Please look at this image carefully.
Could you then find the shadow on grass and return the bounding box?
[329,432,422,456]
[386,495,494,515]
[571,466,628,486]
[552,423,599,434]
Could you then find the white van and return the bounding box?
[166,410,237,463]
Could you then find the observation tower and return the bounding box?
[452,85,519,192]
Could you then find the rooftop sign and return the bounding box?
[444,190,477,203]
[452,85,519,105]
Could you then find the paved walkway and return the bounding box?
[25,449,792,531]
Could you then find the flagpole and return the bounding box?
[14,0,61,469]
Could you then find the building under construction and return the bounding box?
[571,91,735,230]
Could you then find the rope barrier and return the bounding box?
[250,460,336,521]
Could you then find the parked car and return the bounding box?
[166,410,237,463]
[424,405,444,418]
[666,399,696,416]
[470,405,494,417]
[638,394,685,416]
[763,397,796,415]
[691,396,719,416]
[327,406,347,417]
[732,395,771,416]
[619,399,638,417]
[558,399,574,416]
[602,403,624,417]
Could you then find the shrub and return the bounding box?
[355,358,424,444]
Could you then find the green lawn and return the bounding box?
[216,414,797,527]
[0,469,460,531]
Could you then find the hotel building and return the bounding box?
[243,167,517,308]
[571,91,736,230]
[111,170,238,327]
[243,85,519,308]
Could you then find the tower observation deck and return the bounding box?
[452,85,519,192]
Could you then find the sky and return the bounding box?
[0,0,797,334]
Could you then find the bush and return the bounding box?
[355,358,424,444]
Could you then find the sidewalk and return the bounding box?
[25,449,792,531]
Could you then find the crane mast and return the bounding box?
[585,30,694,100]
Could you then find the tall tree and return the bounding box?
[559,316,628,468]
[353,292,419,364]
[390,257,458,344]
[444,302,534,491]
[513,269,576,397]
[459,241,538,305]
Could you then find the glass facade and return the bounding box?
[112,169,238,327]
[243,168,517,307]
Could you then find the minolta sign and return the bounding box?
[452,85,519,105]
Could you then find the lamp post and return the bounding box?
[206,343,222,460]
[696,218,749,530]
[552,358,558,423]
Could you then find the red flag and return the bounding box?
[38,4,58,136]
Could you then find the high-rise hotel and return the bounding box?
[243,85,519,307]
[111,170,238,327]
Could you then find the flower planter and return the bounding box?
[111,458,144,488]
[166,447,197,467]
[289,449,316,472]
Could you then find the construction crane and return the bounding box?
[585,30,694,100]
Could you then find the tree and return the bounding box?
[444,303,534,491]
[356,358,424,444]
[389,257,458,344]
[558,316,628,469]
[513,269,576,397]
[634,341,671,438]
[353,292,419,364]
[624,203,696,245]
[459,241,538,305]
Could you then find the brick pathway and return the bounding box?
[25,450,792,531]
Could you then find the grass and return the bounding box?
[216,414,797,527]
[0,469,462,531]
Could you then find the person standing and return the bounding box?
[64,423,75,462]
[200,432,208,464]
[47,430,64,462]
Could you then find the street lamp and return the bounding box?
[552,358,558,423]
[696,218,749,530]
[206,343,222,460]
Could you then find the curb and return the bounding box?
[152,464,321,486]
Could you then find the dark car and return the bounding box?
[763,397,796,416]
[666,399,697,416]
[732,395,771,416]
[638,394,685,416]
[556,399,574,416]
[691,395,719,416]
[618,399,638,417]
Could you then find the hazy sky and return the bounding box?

Work to be completed:
Quote every item above word for word, keeping their original order.

Final result:
Please look at this image carefully.
Could you then find the shadow on grass and return the bounding box?
[329,432,422,456]
[386,495,494,515]
[571,466,628,486]
[552,423,599,434]
Could you then find the white van and return the bounding box?
[166,410,237,463]
Could you then find the observation tower and return the bounding box?
[452,85,519,192]
Could you then find the rooftop sign and return the bounding box?
[444,190,477,203]
[452,85,519,105]
Could you then find the paved walkway and return the bounding box?
[25,449,792,531]
Could you then find the flagpole and return the bounding box?
[14,0,61,469]
Could you then find the building under construction and return the bounding box?
[571,91,735,230]
Could you then find the rope barrier and return the bounding box?
[250,460,336,521]
Could you then find the parked car and return the bounding box?
[166,410,237,463]
[424,405,444,418]
[666,399,696,416]
[470,405,494,417]
[638,394,685,416]
[763,397,796,415]
[691,396,719,416]
[327,406,347,417]
[732,395,771,416]
[619,399,638,417]
[558,399,574,416]
[602,403,624,417]
Could you then find the shrub and return the bounding box?
[355,358,424,444]
Could you then find the green lawn and return the bounding box?
[216,414,797,527]
[0,469,460,531]
Could you then find the hotel building and return the bounding box?
[243,167,517,308]
[571,91,736,230]
[111,170,238,327]
[243,85,519,308]
Could you then find the tower observation deck and return the bounding box?
[452,85,519,192]
Could you then find the sky and return the bounding box?
[0,0,797,334]
Could you then find the bush and return the bounding box?
[355,358,424,444]
Could you then find the sidewalk and return the bounding box?
[25,449,792,531]
Could you then find the crane mast and return the bounding box?
[585,30,694,100]
Could you then find the tall tree and return the bounding box?
[559,316,628,468]
[353,292,419,364]
[390,257,458,344]
[444,302,534,491]
[513,269,576,397]
[459,241,538,305]
Could you then find the glass facade and return the bounding box?
[112,169,238,327]
[243,168,517,307]
Could you then find the minolta sign and return the bounding box?
[452,85,519,105]
Could you then find the lamp post and return the bounding box?
[206,343,222,460]
[696,218,749,530]
[552,358,558,423]
Could you then find the red flag and return the bounding box?
[38,4,58,136]
Could you then find the high-rise hotel and return the bounding box?
[243,85,519,307]
[111,170,238,327]
Could you then find the flower planter and return the bounding box?
[111,458,144,488]
[166,447,197,467]
[289,449,316,472]
Could you then find the construction crane and return the bounding box?
[585,30,694,100]
Could you then find the tree and return the bounding box?
[444,303,534,491]
[356,358,424,444]
[389,257,458,344]
[558,316,628,469]
[513,269,576,397]
[634,341,671,438]
[353,292,419,364]
[624,203,696,245]
[459,241,538,305]
Could you then find the brick pathway and return the bounding box?
[25,450,792,531]
Could you then find the grass and return the bounding box?
[216,414,797,527]
[0,469,462,531]
Could you then find the person standing and return the bounding box?
[64,423,75,462]
[200,432,208,464]
[47,430,64,462]
Could you then find the street lamp and return the bounding box?
[552,358,558,423]
[696,218,749,530]
[206,343,222,460]
Could you then find the curb and return the bounding box?
[152,464,321,486]
Could you then find the dark car and return the bounding box?
[763,397,796,416]
[666,399,697,416]
[732,395,771,416]
[638,394,685,416]
[556,399,574,416]
[691,395,719,416]
[618,399,638,417]
Could you then find the hazy sky and return the bounding box?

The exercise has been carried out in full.